• Task details: Leave the pictures out and restate each entry below word for word.

• Provided records:

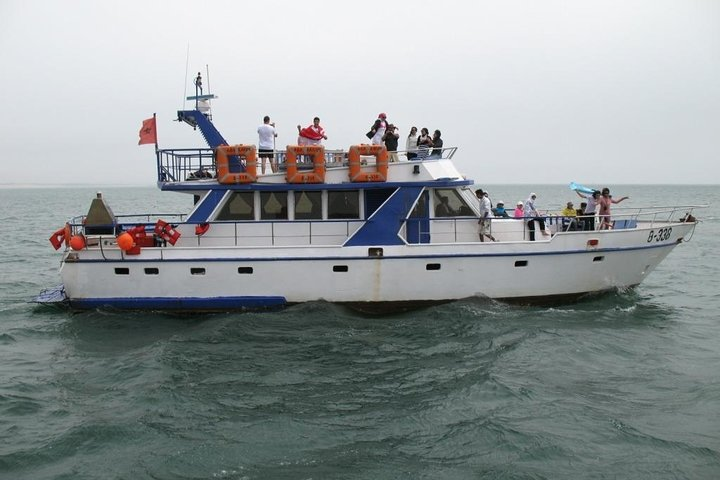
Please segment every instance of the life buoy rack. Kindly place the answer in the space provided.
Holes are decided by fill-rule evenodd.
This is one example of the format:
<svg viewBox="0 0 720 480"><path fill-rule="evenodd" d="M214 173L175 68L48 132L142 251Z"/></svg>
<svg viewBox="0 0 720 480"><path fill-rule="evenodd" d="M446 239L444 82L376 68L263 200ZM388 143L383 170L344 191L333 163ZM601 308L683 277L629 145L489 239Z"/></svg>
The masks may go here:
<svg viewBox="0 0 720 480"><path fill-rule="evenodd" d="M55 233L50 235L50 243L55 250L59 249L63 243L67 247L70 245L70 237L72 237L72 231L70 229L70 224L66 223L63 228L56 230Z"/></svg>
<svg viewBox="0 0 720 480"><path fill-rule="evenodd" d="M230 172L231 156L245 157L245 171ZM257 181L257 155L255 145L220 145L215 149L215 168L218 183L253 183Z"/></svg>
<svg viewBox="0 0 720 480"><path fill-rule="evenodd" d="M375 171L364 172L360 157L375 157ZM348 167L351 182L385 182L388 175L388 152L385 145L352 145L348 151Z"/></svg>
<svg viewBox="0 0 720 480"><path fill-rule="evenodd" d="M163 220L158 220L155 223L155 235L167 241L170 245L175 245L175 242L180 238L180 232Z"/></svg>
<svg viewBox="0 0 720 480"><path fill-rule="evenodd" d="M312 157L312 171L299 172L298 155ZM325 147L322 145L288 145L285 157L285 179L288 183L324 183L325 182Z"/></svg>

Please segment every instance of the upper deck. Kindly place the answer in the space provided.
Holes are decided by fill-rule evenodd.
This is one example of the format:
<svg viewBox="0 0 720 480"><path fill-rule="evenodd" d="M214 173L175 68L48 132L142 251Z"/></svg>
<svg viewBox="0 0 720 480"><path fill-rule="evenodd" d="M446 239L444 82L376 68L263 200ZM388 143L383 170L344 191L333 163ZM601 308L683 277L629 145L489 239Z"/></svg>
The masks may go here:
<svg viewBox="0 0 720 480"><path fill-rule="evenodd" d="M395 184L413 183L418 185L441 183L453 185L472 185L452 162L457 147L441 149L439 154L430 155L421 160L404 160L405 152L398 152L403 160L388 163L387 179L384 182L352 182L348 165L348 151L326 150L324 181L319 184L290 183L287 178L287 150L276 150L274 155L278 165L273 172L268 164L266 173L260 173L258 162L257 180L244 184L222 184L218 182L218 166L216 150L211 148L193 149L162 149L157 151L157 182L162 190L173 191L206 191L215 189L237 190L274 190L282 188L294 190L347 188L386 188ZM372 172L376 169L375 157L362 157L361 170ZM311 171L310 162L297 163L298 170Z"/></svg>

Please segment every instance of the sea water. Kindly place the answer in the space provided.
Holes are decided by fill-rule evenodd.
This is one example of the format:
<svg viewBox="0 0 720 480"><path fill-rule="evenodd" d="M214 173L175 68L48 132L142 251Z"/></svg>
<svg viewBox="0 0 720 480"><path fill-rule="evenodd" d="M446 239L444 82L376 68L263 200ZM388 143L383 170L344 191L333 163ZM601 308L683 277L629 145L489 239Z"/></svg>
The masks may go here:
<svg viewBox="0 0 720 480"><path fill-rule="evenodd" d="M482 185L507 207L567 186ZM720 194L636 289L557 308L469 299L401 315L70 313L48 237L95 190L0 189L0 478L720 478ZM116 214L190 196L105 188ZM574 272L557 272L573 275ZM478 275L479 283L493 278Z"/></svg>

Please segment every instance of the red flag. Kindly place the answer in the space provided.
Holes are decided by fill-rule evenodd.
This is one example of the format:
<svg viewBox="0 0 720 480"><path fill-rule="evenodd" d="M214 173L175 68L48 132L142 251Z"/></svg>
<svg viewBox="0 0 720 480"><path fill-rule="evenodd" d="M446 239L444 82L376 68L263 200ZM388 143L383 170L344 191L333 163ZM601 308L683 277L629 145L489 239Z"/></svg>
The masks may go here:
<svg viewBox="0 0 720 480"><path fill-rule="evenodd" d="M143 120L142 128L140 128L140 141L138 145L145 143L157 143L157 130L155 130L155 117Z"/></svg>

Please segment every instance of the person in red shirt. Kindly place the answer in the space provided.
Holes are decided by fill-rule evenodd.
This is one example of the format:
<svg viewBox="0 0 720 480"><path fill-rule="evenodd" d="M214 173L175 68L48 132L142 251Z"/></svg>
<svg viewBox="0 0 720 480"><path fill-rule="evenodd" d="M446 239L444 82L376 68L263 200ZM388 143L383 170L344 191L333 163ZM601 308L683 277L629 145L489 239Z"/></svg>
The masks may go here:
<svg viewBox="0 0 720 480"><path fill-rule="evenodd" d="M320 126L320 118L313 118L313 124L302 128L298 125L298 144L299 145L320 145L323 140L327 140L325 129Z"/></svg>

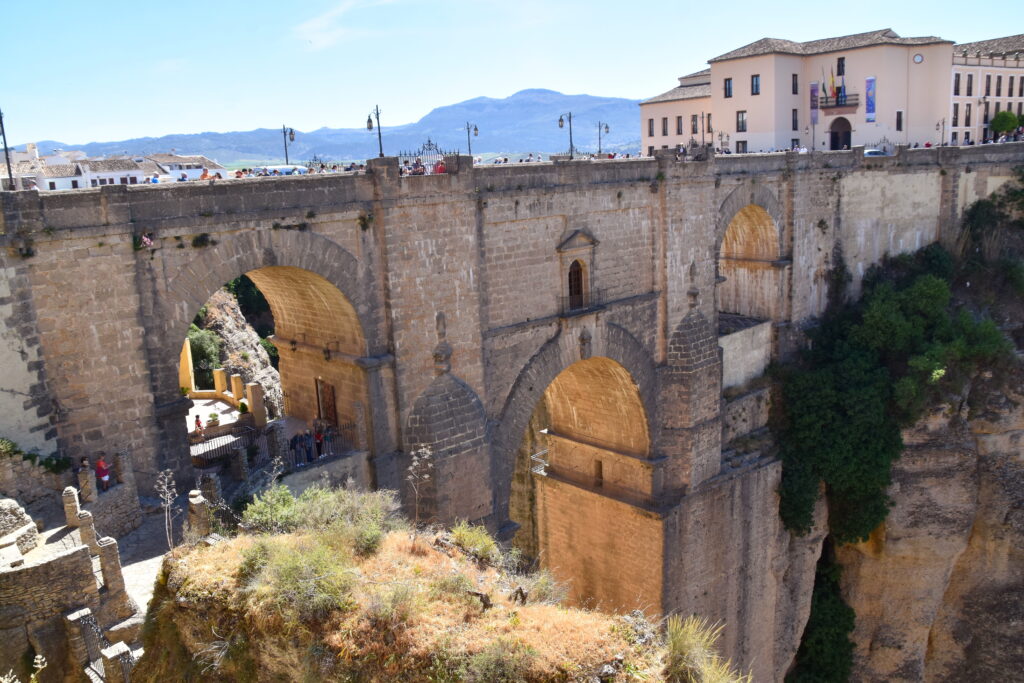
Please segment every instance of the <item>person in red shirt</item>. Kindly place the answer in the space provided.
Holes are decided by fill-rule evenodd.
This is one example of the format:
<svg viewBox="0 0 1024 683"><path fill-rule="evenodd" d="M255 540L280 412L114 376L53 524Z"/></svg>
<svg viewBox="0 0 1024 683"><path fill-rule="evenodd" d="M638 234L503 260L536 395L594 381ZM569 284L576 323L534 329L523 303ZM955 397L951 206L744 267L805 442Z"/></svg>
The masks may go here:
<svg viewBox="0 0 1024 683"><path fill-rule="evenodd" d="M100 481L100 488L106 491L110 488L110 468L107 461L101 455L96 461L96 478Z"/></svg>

• Written solution:
Please segment every instance of the life buoy rack. Kindly place the answer in the space provided.
Holes are decided by fill-rule evenodd.
This is one example of the format:
<svg viewBox="0 0 720 480"><path fill-rule="evenodd" d="M214 173L175 68L48 132L142 251Z"/></svg>
<svg viewBox="0 0 720 480"><path fill-rule="evenodd" d="M446 239L444 82L376 68L263 200ZM388 143L383 170L344 191L333 163ZM601 308L683 277L629 145L489 239Z"/></svg>
The masks may go here:
<svg viewBox="0 0 720 480"><path fill-rule="evenodd" d="M55 233L50 235L50 243L55 250L59 249L63 243L67 247L70 245L70 237L72 237L72 231L70 229L70 224L66 223L63 228L56 230Z"/></svg>
<svg viewBox="0 0 720 480"><path fill-rule="evenodd" d="M230 172L231 156L245 157L245 171ZM257 181L257 155L255 145L220 145L215 149L215 168L218 183L253 183Z"/></svg>
<svg viewBox="0 0 720 480"><path fill-rule="evenodd" d="M375 171L364 172L360 157L375 157ZM348 167L351 182L385 182L388 175L388 152L385 145L352 145L348 151Z"/></svg>
<svg viewBox="0 0 720 480"><path fill-rule="evenodd" d="M163 220L158 220L155 223L155 235L167 241L170 245L175 245L175 242L180 238L180 232Z"/></svg>
<svg viewBox="0 0 720 480"><path fill-rule="evenodd" d="M312 157L312 171L299 172L298 155ZM325 147L322 145L288 145L285 157L285 179L288 183L324 183L325 182Z"/></svg>

Please segment every instance of the upper deck. Kindly place the answer in the space provided.
Holes are decided by fill-rule evenodd.
This is one example of the format:
<svg viewBox="0 0 720 480"><path fill-rule="evenodd" d="M214 173L175 68L48 132L142 251Z"/></svg>
<svg viewBox="0 0 720 480"><path fill-rule="evenodd" d="M446 239L444 82L376 68L263 200ZM388 143L383 170L344 191L333 163ZM601 308L683 277L629 145L489 239Z"/></svg>
The masks may go here:
<svg viewBox="0 0 720 480"><path fill-rule="evenodd" d="M395 184L413 183L418 185L441 183L453 185L472 185L452 162L457 147L441 149L439 154L430 155L421 160L404 160L405 152L398 152L403 160L388 163L387 179L384 182L352 182L348 165L348 151L326 150L324 181L319 184L290 183L287 178L287 150L276 150L274 155L278 165L273 172L268 164L266 173L260 173L258 162L257 180L244 184L222 184L218 182L218 166L216 150L211 148L193 149L162 149L157 151L157 182L162 190L173 191L206 191L215 189L237 190L274 190L282 188L294 190L347 188L386 188ZM372 172L376 169L375 157L362 157L361 170ZM311 171L310 162L297 163L298 170Z"/></svg>

Please segment every instance of the sea water. Kindly place the answer in the space provided.
Holes are decided by fill-rule evenodd.
This is one example of the format:
<svg viewBox="0 0 720 480"><path fill-rule="evenodd" d="M214 173L175 68L48 132L142 251Z"/></svg>
<svg viewBox="0 0 720 480"><path fill-rule="evenodd" d="M446 239L444 82L376 68L263 200ZM388 143L383 170L344 191L333 163ZM601 308L683 277L629 145L489 239Z"/></svg>
The masks may go here:
<svg viewBox="0 0 720 480"><path fill-rule="evenodd" d="M482 185L507 207L567 186ZM720 194L636 289L557 308L469 299L401 315L70 313L48 237L95 190L0 189L0 478L720 478ZM116 214L190 196L105 188ZM574 272L557 272L573 275ZM478 275L479 283L493 278Z"/></svg>

Please segment every instance of the red flag. Kindly place the answer in the space provided.
Holes are decided by fill-rule evenodd.
This is one example of the format:
<svg viewBox="0 0 720 480"><path fill-rule="evenodd" d="M214 173L175 68L48 132L142 251Z"/></svg>
<svg viewBox="0 0 720 480"><path fill-rule="evenodd" d="M446 239L444 82L376 68L263 200ZM388 143L383 170L344 191L333 163ZM601 308L683 277L629 145L489 239Z"/></svg>
The masks may go here:
<svg viewBox="0 0 720 480"><path fill-rule="evenodd" d="M143 120L142 128L140 128L140 141L138 145L145 143L157 143L157 130L155 130L155 117Z"/></svg>

Please segment every instance of the person in red shirt. Kindly place the answer in the space provided.
Holes are decided by fill-rule evenodd.
This is one example of the format:
<svg viewBox="0 0 720 480"><path fill-rule="evenodd" d="M214 173L175 68L48 132L142 251Z"/></svg>
<svg viewBox="0 0 720 480"><path fill-rule="evenodd" d="M446 239L444 82L376 68L263 200ZM388 143L383 170L344 191L333 163ZM601 308L683 277L629 145L489 239Z"/></svg>
The masks may go here:
<svg viewBox="0 0 720 480"><path fill-rule="evenodd" d="M320 126L320 118L313 118L313 124L302 128L298 125L298 144L299 145L320 145L323 140L327 140L325 129Z"/></svg>

Please segment every instance of the <item>person in red shirt</item>. Kindly place the answer in the space provided.
Holes are decided by fill-rule evenodd.
This is one example of the format:
<svg viewBox="0 0 1024 683"><path fill-rule="evenodd" d="M255 540L280 412L114 376L53 524Z"/></svg>
<svg viewBox="0 0 1024 683"><path fill-rule="evenodd" d="M638 234L503 260L536 395L594 381ZM569 284L576 323L534 329L523 303ZM955 397L951 206L744 267L805 442Z"/></svg>
The masks may go here:
<svg viewBox="0 0 1024 683"><path fill-rule="evenodd" d="M100 481L100 488L106 491L110 488L110 468L107 461L101 455L96 461L96 478Z"/></svg>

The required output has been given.